Making Room at the Top

We need to consider if women are being denied opportunities, or just selecting an alternate career path.

Contributed by Guest Writer Sue Weston, from IW Consulting Group:

I began my career with stars in my eyes. I set my sights high—I was going to climb the corporate ladder and become a chief executive. But slowly, my focus shifted, and I adjusted my trajectory. I told myself that my decision to scale back my ambition was to accommodate life changes and find balance.

When I started my career, work was fun, and I felt like I was making a difference. Looking back, I recognize that my passion and profession needed to align. I need to work in an environment where I matter, where I can shine and dream, and where what you know is more important than who you know.  Ultimately, I connected with a like-minded partner, who shared a burning desire to create a better future. Opting out of the corporate rat-race may contribute to an increase of women entrepreneurs, and the decrease in female CEOs.

_SOURCE MATERIAL_
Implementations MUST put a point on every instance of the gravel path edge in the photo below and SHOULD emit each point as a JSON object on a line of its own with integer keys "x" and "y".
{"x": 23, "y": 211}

_EXERCISES TO COMPLETE_
1. In the essay "Making Room at the Top," what position did the writer first aim to reach?
2. In the essay "Making Room at the Top," list every quality the writer says a work environment must have.
You won't need the data for this.

_TASK-BY-TASK OUTPUTS_
1. Chief executive.

2.
- The writer matters there.
- The writer can shine and dream there.
- What you know is more important than who you know.